» **PAGE EXTRACT**

+ + + +

Following is blah blah blah ...The best incubator I have used I made from an ice chest, a good one where it's a plastic box that has a foam core. I used a low wattage (25 or 50) aquarium heater set so the air temp on the wire rack where the eggs sat would be just one or two degrees higher than my target. The aquarium heater was plugged into a water bed controller with it's thermostat right at the level of the eggs on the rack, and that controller had the target temp dialed in. As the lid was opaque I would lift it once a day to see what was happening. As the eggs were down inside the chest the few moments the top was off did not affect the temp so much. Humidity was always great as the whole bottom had several inches of water. All that water was like a huge heat sink, so even after I closed the lid again, the heater would not necessarily turn on as the water volume kept the air right at my set point. This incubator was in a small basement, so the room was incredibly stable. That was so long ago, you could sell neonate sulcatas for $250 with a waiting list. I incubated many sulcata eggs, EBT eggs, wood turtle egg,s etc. in that incubator. I also incubated many hingeback eggs in there, but as a single temp incubator and before my current awareness of diapause none hatched out. This incubator was good because all those elements were managed and stable, air, humidity and temp. both in the incubator and in the basement

If I build another one like that, which I plan to do, I will use two heating elements and have two set point, so that I can fluctuate the temps a little, better emulating the cycle of natural nests. The even more will be to have a separate chill unit for eggs with a cold cycle diapause. These options are what I have seen at a few zoos and some private collections. Multiple incubators with different high and low cycled temps would allow the keeper to split single clutches for male and female offspring. Three units and you could go crazy with what you produce. The most important issue is to have those units in rooms where the background climate is very stable so your units will do their job.


----------



## byhero (Aug 9, 2015)

ALDABRAMAN said:


> ~ We have tried many and found that these are the most reliable and dependable!
> View attachment 131545
> 
> 
> View attachment 131548


Please told me, this one can control humidity??


----------

+ + + +

» **PROVIDED DATA**
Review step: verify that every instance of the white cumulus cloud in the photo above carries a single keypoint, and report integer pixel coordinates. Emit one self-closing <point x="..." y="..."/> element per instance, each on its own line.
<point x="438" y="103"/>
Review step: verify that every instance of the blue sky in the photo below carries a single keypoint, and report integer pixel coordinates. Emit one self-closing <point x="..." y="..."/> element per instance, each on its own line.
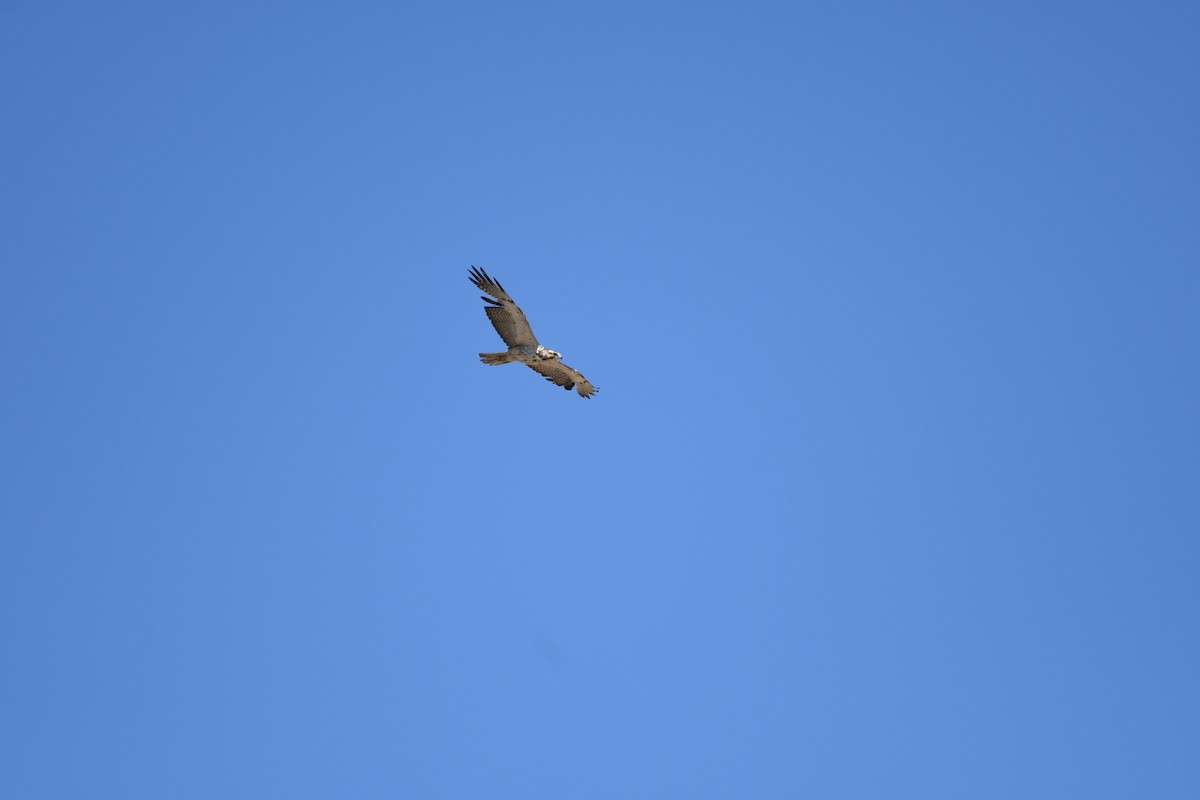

+ + + +

» **REQUIRED ACTIONS**
A. In the incubator thread, what was the best incubator the writer used made from?
B. Write out the stretch of the incubator thread from "If I build another" through "(Aug 9, 2015)".
Rely only on the incubator thread, not on the listing.

» **CORRECT ANSWERS**
A. It was made from an ice chest, a plastic box with a foam core.

B.
If I build another one like that, which I plan to do, I will use two heating elements and have two set point, so that I can fluctuate the temps a little, better emulating the cycle of natural nests. The even more will be to have a separate chill unit for eggs with a cold cycle diapause. These options are what I have seen at a few zoos and some private collections. Multiple incubators with different high and low cycled temps would allow the keeper to split single clutches for male and female offspring. Three units and you could go crazy with what you produce. The most important issue is to have those units in rooms where the background climate is very stable so your units will do their job.


----------



## byhero (Aug 9, 2015)